• [Directions]: Return the lines below verbatim, starting with the first one and continuing up to and including the line that contains "box: [708, 525, 824, 586]".

• [Data shown]:
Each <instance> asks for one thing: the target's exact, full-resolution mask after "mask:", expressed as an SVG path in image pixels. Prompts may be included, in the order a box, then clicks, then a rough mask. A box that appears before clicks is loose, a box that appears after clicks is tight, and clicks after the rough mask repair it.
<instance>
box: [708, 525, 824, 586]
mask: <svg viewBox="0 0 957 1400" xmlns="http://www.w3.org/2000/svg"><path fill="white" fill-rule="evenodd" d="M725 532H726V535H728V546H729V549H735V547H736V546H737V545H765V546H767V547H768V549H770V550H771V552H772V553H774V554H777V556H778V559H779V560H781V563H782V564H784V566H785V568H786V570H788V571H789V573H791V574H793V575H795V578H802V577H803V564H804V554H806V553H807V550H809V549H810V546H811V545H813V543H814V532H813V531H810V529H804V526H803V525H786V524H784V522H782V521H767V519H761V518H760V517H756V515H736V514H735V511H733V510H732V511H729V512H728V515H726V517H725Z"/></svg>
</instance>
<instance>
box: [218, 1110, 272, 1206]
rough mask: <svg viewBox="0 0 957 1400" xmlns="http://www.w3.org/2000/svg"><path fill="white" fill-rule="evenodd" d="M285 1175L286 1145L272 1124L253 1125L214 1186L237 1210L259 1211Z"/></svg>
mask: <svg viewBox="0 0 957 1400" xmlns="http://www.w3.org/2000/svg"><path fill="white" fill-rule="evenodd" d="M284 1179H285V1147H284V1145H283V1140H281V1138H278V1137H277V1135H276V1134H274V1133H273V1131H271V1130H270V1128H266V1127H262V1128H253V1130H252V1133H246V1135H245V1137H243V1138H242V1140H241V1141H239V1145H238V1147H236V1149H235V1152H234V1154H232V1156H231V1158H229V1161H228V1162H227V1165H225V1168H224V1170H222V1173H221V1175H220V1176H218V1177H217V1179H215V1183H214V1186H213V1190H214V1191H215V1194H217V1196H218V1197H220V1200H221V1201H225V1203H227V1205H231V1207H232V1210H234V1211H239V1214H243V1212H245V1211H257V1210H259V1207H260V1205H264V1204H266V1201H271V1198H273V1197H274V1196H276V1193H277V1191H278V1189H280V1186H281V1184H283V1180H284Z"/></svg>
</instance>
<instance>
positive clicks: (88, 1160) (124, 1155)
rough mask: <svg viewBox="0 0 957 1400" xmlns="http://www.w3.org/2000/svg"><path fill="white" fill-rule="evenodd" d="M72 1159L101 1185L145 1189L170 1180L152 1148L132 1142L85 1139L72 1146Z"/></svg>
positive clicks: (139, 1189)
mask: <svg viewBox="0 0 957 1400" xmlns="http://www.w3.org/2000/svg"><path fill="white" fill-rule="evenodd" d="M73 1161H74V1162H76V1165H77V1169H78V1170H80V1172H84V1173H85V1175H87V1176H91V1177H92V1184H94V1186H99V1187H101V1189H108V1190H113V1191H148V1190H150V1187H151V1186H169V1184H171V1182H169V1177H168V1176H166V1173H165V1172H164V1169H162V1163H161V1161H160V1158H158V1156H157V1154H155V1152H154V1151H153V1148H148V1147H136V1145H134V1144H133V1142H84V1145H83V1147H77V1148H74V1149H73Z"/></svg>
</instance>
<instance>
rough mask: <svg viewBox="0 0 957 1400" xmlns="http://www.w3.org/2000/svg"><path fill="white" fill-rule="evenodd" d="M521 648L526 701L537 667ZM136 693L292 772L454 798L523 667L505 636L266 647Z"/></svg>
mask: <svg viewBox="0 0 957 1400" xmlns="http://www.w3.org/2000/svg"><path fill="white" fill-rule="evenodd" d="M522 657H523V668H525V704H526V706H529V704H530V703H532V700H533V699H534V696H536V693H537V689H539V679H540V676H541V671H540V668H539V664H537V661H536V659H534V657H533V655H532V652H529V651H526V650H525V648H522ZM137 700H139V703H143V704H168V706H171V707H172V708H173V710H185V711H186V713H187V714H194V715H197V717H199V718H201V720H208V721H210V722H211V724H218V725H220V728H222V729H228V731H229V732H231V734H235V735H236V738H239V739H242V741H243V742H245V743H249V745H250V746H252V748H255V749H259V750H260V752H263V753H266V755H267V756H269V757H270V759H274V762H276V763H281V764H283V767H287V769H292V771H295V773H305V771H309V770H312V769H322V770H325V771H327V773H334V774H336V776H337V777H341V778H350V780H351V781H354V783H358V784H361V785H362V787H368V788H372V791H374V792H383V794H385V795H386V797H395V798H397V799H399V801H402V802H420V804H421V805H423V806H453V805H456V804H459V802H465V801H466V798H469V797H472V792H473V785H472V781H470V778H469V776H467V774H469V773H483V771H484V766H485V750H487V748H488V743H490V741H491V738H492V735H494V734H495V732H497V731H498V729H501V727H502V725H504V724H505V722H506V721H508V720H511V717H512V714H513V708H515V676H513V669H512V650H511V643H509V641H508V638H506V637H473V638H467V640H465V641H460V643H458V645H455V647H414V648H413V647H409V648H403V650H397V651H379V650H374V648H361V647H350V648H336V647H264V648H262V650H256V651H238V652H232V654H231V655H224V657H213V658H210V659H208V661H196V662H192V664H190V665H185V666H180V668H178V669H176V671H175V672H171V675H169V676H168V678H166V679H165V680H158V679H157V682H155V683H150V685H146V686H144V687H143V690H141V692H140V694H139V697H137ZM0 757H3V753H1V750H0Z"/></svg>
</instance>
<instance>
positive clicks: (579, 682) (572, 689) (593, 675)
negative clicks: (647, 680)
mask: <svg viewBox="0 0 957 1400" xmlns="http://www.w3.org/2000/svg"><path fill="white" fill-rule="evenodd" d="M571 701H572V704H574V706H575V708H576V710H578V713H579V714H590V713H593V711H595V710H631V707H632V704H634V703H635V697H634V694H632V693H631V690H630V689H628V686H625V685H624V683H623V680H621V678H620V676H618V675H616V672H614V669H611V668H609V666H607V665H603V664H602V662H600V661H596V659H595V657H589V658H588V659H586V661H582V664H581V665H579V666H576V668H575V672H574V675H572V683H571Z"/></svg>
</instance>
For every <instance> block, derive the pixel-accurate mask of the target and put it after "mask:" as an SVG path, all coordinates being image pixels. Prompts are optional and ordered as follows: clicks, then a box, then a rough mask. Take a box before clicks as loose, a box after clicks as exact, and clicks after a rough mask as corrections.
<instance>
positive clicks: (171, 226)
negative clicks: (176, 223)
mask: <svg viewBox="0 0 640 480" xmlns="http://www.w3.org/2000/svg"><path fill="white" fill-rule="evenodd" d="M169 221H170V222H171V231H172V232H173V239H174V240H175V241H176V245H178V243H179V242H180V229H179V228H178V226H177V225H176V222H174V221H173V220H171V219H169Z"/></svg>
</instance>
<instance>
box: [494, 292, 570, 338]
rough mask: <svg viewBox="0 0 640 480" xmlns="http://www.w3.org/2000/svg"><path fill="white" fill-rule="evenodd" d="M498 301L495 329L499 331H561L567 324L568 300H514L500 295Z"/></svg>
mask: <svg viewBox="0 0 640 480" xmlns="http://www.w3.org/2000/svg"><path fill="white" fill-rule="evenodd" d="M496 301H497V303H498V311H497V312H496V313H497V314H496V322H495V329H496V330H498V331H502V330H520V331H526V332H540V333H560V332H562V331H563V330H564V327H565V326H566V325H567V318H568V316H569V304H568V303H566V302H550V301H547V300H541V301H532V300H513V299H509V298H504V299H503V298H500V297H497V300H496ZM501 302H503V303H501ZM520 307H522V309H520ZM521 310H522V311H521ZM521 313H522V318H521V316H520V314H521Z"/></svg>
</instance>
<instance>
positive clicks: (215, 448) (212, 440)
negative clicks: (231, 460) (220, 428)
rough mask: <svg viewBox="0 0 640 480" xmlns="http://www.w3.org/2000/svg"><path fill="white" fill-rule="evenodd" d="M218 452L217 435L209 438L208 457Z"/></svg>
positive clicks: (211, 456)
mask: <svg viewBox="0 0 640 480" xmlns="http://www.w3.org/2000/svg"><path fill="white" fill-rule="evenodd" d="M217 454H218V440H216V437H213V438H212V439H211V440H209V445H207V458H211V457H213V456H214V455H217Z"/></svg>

• [Response box]:
Each <instance> asks for one thing: the target's exact, full-resolution mask after "mask:", expressed as an SVG path in image pixels. Prompts may be included, in the order a box, then clicks, then a rough mask. A box that appears before clicks is loose, a box that appears after clicks is tight, and clicks after the rough mask repair it.
<instance>
box: [708, 525, 824, 586]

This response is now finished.